How to complete this task: Return verbatim the line containing "line as [414,11]." together with all lines that follow it in the records, and no other material.

Recorded information:
((

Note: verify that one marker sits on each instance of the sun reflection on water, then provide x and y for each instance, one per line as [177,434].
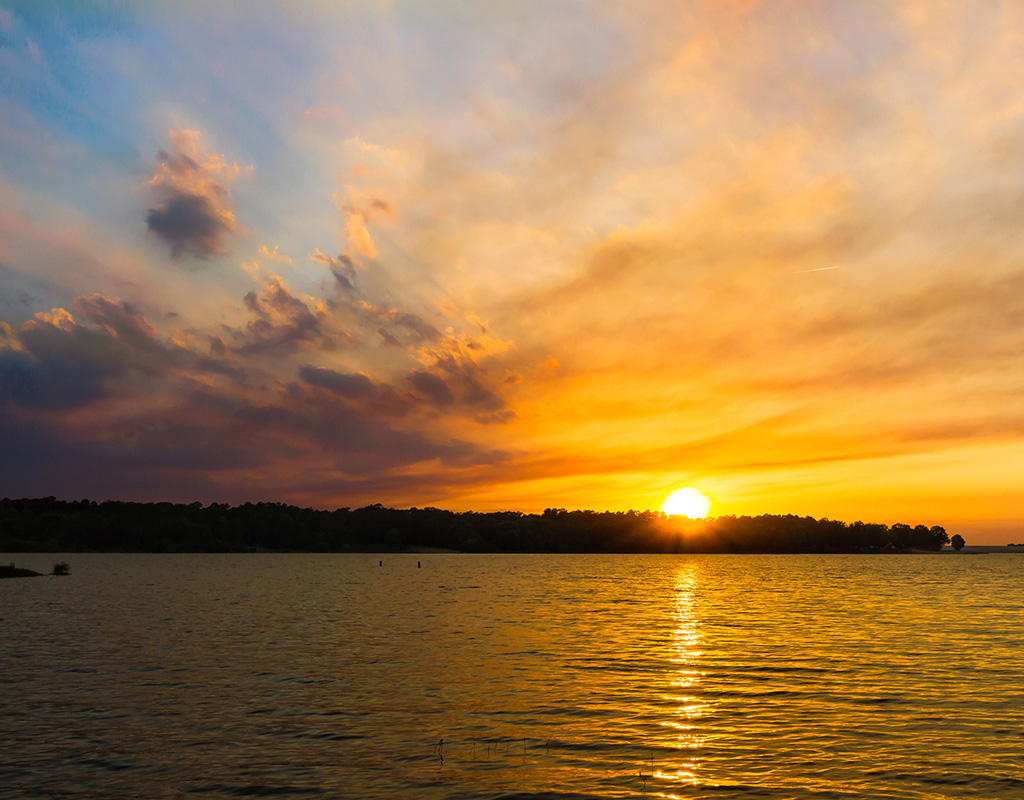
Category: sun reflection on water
[686,648]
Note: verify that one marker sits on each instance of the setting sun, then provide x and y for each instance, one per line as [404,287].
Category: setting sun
[687,502]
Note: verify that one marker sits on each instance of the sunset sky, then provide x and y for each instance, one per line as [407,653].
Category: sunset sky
[514,255]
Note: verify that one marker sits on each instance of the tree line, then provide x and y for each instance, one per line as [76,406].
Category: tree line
[49,524]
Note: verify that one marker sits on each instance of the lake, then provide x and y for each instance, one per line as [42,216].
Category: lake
[526,676]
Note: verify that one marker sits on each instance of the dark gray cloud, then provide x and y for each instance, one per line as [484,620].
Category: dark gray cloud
[345,384]
[195,214]
[432,386]
[341,267]
[284,323]
[190,224]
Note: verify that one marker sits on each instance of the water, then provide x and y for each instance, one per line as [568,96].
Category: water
[809,676]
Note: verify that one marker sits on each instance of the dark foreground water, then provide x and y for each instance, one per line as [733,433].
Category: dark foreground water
[166,676]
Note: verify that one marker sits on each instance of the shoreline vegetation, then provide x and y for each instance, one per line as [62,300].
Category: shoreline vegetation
[48,524]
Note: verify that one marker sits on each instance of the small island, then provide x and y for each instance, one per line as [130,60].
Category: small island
[10,571]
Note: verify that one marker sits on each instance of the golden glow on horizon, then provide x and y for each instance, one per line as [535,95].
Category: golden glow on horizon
[687,502]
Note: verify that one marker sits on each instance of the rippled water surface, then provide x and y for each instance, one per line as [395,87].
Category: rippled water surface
[480,676]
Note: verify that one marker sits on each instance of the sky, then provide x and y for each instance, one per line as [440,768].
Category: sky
[517,255]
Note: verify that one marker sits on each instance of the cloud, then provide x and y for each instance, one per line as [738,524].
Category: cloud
[341,267]
[284,323]
[432,386]
[358,211]
[345,384]
[196,214]
[273,256]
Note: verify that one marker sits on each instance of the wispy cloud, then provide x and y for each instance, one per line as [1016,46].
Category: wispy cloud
[196,214]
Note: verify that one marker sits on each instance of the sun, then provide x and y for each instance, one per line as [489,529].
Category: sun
[687,502]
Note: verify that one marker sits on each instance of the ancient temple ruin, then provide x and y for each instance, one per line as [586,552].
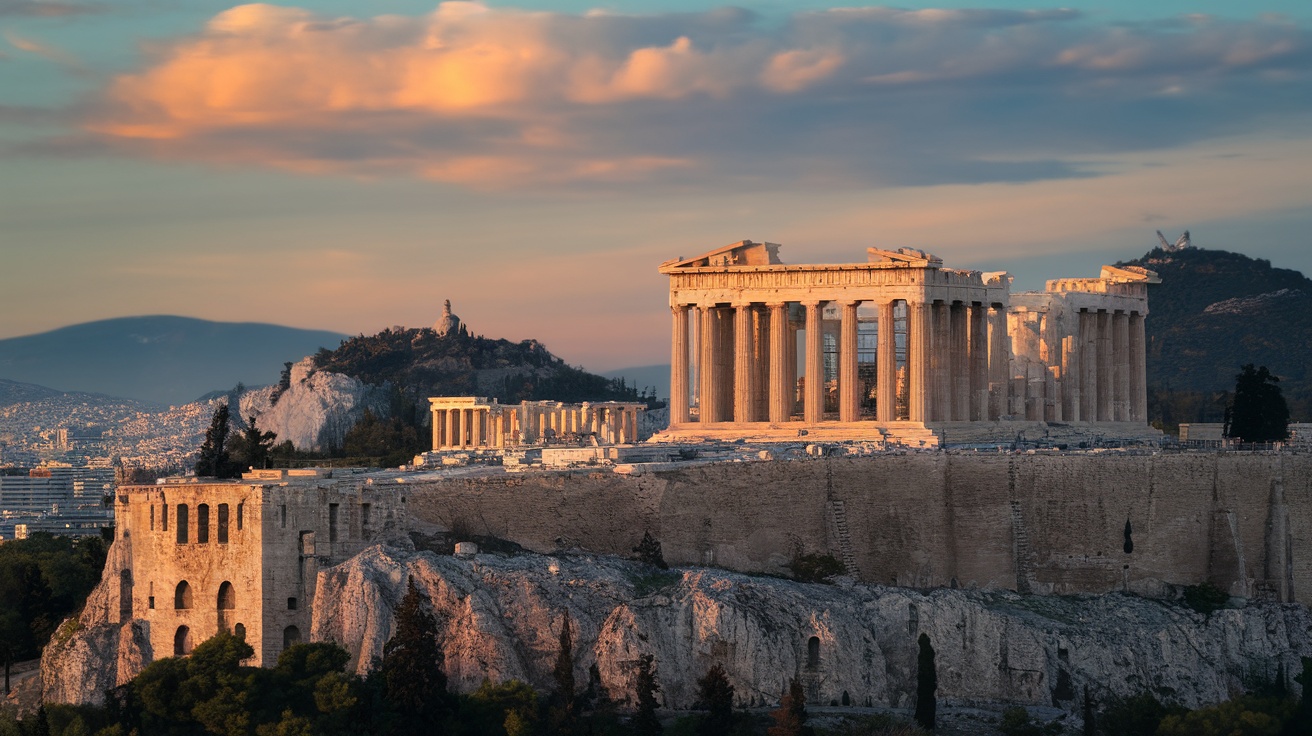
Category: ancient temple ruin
[898,347]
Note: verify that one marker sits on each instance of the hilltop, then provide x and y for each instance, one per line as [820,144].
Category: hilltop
[158,360]
[1215,311]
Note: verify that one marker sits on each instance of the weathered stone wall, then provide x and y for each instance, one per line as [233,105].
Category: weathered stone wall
[1046,524]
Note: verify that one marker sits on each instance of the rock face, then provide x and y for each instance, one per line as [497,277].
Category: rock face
[88,655]
[500,618]
[318,409]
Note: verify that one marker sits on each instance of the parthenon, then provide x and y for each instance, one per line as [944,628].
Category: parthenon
[899,345]
[467,423]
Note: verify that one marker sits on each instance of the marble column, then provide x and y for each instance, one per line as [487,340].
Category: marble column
[1138,370]
[1088,366]
[920,318]
[941,356]
[1121,368]
[709,392]
[814,395]
[849,396]
[999,361]
[979,361]
[760,364]
[779,364]
[961,398]
[678,368]
[886,366]
[1105,362]
[743,368]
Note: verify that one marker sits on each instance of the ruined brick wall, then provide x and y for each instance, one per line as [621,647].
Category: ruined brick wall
[1048,524]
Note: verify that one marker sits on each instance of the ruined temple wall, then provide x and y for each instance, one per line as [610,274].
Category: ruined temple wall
[1048,524]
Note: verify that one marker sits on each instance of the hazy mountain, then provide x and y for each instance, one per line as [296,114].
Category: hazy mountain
[162,360]
[1215,311]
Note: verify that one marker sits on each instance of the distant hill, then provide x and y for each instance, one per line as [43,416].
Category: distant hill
[1215,311]
[159,360]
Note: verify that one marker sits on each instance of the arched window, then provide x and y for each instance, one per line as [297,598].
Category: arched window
[181,524]
[202,524]
[183,642]
[223,524]
[227,597]
[125,594]
[183,596]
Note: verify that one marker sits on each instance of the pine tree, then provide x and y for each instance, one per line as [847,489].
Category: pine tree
[413,681]
[644,722]
[648,551]
[926,684]
[790,718]
[1258,412]
[213,459]
[715,694]
[563,718]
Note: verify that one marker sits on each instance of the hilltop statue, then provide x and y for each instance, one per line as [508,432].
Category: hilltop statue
[448,323]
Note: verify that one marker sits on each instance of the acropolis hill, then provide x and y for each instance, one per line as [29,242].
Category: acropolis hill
[757,466]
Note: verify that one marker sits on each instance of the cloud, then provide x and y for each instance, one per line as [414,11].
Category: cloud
[495,97]
[47,8]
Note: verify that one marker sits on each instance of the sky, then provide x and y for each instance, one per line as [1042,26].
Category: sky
[348,165]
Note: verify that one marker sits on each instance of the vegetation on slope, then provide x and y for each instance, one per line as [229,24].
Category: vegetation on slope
[1212,312]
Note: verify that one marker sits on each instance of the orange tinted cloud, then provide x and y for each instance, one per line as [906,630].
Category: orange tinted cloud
[501,97]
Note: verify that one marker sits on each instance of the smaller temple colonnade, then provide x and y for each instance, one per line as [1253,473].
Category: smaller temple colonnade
[467,423]
[898,339]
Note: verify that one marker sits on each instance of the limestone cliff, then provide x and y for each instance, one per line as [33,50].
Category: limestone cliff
[316,409]
[500,618]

))

Worked solution:
Note: verify that one marker sits on each instance of the cloud, then provide x and y for each instance, one per line as [414,11].
Category: cloud
[495,97]
[47,8]
Note: verify that one marker sits on each instance of the sky, then provide x and y for each instance, one per line as [1042,26].
Category: sky
[348,165]
Note: verify that one marker sits on each instance of the vegetation on slope, then provide x and y for each instance, one per line as [229,24].
Category: vegetation on slope
[1212,312]
Note: verify that one marker sits on each instance of the orange tinted cloud, then provide x and y for each instance, one per line as [906,630].
Category: orange tinted cloud
[501,97]
Note: verify that one marker sits on each instance of the smaller temple colonnade, then provide x and y for each instance, one per line as [1253,473].
Category: smaller temple colonnade
[467,423]
[898,339]
Note: verify that one marker sits on each instance of the limestone cliff, then provide x and y for each instance, one per line as [33,50].
Category: limestone cliff
[316,409]
[500,618]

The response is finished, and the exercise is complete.